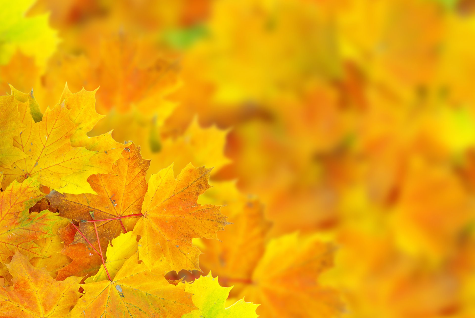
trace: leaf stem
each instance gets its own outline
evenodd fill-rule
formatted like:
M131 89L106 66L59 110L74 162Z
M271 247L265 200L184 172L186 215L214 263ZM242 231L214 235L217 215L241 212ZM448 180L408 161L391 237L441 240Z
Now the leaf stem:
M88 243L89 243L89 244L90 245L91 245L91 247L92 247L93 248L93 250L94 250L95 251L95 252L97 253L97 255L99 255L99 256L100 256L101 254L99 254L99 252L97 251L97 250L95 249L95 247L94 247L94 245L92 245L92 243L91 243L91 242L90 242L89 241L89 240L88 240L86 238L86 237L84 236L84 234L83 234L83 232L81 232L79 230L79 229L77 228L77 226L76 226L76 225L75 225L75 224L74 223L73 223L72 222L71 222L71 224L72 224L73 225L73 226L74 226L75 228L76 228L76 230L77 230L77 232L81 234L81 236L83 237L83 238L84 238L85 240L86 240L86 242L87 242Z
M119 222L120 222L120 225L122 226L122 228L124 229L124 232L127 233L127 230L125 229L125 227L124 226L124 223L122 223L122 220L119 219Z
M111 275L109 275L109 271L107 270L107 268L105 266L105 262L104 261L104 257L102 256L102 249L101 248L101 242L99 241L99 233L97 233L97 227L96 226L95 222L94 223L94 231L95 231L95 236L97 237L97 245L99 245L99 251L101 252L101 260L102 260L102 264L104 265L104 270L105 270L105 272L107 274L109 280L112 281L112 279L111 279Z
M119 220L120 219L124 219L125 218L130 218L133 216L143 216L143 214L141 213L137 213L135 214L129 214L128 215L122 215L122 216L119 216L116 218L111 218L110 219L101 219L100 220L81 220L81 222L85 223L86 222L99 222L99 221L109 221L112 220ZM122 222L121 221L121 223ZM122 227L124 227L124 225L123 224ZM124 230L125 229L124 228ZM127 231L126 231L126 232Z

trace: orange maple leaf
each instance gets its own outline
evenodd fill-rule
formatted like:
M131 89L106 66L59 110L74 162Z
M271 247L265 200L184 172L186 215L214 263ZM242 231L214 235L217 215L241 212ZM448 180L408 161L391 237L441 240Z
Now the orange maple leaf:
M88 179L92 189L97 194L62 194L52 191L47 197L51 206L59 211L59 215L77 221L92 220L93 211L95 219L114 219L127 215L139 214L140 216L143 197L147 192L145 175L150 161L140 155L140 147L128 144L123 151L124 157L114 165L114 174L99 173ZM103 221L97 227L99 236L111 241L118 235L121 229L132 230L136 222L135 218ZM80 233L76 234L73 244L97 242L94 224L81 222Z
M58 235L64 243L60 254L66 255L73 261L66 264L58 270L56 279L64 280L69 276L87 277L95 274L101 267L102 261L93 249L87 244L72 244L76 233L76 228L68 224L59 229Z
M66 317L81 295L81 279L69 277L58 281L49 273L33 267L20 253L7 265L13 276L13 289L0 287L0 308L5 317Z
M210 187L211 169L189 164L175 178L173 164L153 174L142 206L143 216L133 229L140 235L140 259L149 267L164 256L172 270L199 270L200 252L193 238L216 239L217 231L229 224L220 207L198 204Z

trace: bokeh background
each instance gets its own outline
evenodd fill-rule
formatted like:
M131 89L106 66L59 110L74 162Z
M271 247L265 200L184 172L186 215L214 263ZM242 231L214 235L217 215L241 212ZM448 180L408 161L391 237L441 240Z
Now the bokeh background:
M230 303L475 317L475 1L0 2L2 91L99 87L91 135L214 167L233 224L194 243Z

--

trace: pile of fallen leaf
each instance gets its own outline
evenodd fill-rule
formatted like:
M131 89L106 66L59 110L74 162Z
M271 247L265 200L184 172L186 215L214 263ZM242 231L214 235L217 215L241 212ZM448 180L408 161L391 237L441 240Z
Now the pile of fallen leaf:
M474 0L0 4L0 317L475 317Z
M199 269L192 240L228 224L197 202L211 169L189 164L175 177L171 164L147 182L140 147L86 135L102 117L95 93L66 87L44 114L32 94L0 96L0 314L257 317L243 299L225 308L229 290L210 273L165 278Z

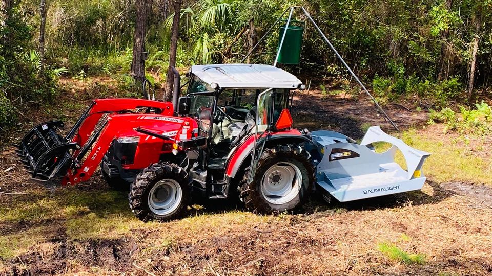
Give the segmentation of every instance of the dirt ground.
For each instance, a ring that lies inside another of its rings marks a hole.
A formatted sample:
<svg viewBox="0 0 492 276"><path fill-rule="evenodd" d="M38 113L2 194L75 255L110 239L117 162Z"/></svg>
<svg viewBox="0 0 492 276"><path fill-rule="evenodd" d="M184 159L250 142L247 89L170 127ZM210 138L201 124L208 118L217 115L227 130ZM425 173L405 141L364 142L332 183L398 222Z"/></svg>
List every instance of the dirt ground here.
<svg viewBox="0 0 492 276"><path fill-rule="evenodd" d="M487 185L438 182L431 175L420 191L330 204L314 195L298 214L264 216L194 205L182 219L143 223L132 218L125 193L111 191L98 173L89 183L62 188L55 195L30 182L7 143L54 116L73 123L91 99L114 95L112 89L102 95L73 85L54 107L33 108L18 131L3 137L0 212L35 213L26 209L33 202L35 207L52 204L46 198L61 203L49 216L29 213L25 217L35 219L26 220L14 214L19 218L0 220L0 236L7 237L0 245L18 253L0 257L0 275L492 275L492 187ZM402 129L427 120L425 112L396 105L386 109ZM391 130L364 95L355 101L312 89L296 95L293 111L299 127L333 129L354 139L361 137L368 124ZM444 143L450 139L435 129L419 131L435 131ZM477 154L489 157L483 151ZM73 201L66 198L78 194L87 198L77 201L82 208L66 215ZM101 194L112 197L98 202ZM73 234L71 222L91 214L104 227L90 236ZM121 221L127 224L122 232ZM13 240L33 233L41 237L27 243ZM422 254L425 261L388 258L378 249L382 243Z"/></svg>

(Set problem): Copy verbatim the part of the records that opens with the line containing "trace: bokeh background" and closes with the line containing "M230 303L475 317L475", including both of those lines and nothing else.

(Result of this exercise):
trace: bokeh background
each instance gets its own outline
evenodd fill-rule
formatted like:
M131 89L106 66L59 110L74 162Z
M271 247L265 200L184 172L186 215L214 263ZM242 231L214 235L217 215L241 212ZM448 180L408 161L391 237L441 240Z
Now the bokeh background:
M230 303L475 317L475 1L0 2L2 91L99 87L91 135L214 167L233 224L194 243Z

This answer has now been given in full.